Text shown
#####

Disk Arrays

[Previous] [Next]

The most common hardware malfunction is probably a hard disk failure. Even though hard disks have become more reliable over time, they are still subject to failure, especially during their first month or so of use. They are also subject to both catastrophic and degenerative failures caused by power problems. Fortunately, disk arrays have become the norm for most servers, and good fault-tolerant RAID systems are available in Windows 2000 Server and RAID-specific hardware supported by Windows 2000.

The choice of software or hardware RAID, and the particulars of how you configure your RAID system, can significantly affect the cost of your servers. To make an informed choice for your environment and needs, you must understand the trade-offs and the differences in fault tolerance, speed, configurability, and so on.

Hardware vs. Software

RAID can be implemented at the hardware level, using RAID controllers, or at the software level, either by the operating system or by a third-party add-on. Windows 2000 supports both hardware RAID and its own software RAID.

Hardware RAID implementations require specialized controllers and cost much more than an equal level of software RAID. But for that extra price, you get faster, more flexible, and more fault-tolerant RAID. When compared to the software RAID provided in Windows 2000 Server, a good hardware RAID controller supports more levels of RAID, on-the-fly reconfiguration of the arrays, hot-swap and hot-spare drives (discussed later in this chapter), and dedicated caching of both reads and writes.

The Windows 2000 Server software RAID requires that you convert your disks to dynamic disks. The disks will no longer be available to other operating systems, although this really shouldn't be a problem in a production environment. However, you should consider carefully whether you want to convert your boot disk to a dynamic disk. Dynamic disks can be more difficult to access if a problem occurs, and the Windows 2000 setup and installation program provides only limited support. For maximum fault tolerance, we recommend using hardware mirroring on your boot drive; if you do use software mirroring, make sure that you create the required fault-tolerant boot floppy disk and test it thoroughly before you need it. (See Chapter 33.)

RAID Levels for Fault Tolerance

Except for level 0, RAID is a mechanism for storing sufficient information on a group of hard disks such that even if one hard disk in the group fails, no information is lost. Some RAID arrangements go even further, providing protection in the event of multiple hard disk failures. The more common levels of RAID and their appropriateness in a fault-tolerant environment are shown in Table 35-1.

Table 35-1. RAID levels and their fault tolerance

LevelNumber of Disks*SpeedFault ToleranceDescription
0 N +++ --- Striping alone. Not fault-tolerant, but provides for the fastest read and write performance.
1 2N + ++ Mirror or duplex. Slightly faster read than single disk, but no gain during write operations. Failure of any single disk causes no loss in data and minimal performance hit.
3 N+1 ++ + Byte-level parity. Data is striped across multiple drives at the byte level with the parity information written to a single dedicated drive. Reads are much faster than with a single disk, but writes operate slightly slower than a single disk since parity information must be generated and written to a single disk. Failure of any single disk causes no loss of data but can cause a significant loss of performance.
4 N+1 ++ + Block-level parity with a dedicated parity disk. Similar to RAID-3 except that data is striped at the block level.

#####

Information supplied

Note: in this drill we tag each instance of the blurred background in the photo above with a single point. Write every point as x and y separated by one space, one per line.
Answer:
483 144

#####

Work to do
Carry the disk arrays text forward from the point where it stops.

Response
5 N+1 + ++ Interleaved block-level parity. Parity information is distributed across all drives. Reads are much faster than a single disk but writes are significantly slower. Failure of any single disk provides no loss of data but will result in a major reduction in performance.
0+1 (also known as level 10) 2N +++ ++ Striped mirrored disks. Data is striped across multiple mirrored disks. Failure of any one disk causes no data loss and no speed loss. Failure of a second disk could result in data loss. Faster than a single disk for both reads and writes.
Other Varies +++ +++ Array of RAID arrays. Different hardware vendors have different proprietary names for this RAID concept. Excellent read and write performance. Failure of any one drive results in no loss of performance and continued redundancy.

* In the number of Disks column, N refers to the number of hard disks required to hold the original copy of the data. The plus and minus symbols show relative improvement or deterioration compared to a system using no version of RAID. The scale peaks at three symbols.

When choosing the RAID level to use for a given application or server, consider the following factors:

  • Intended use Will this application be primarily read-intensive, such as file serving, or will it be predominately write-intensive, such as a transactional database?
  • Fault tolerance How critical is this data, and how much can you afford to lose?
  • Availability Does this server or application need to be available at all times, or can you afford to be able to reboot it or otherwise take it offline for brief periods?
  • Performance Is this application or server heavily used, with large amounts of data being transferred to and from it, or is this server or application less I/O intensive?
  • Cost Are you on a tight budget for this server or application, or is the cost of data loss or unavailability the primary driving factor?

You need to evaluate each of these factors when you decide which type of RAID to use for a server or portion of a server. No one answer fits all cases, but the final answer will require you to carefully weigh each of these factors and balance them against your situation and your needs. The following sections take a closer look at each factor and how it weighs in the overall decision-making process.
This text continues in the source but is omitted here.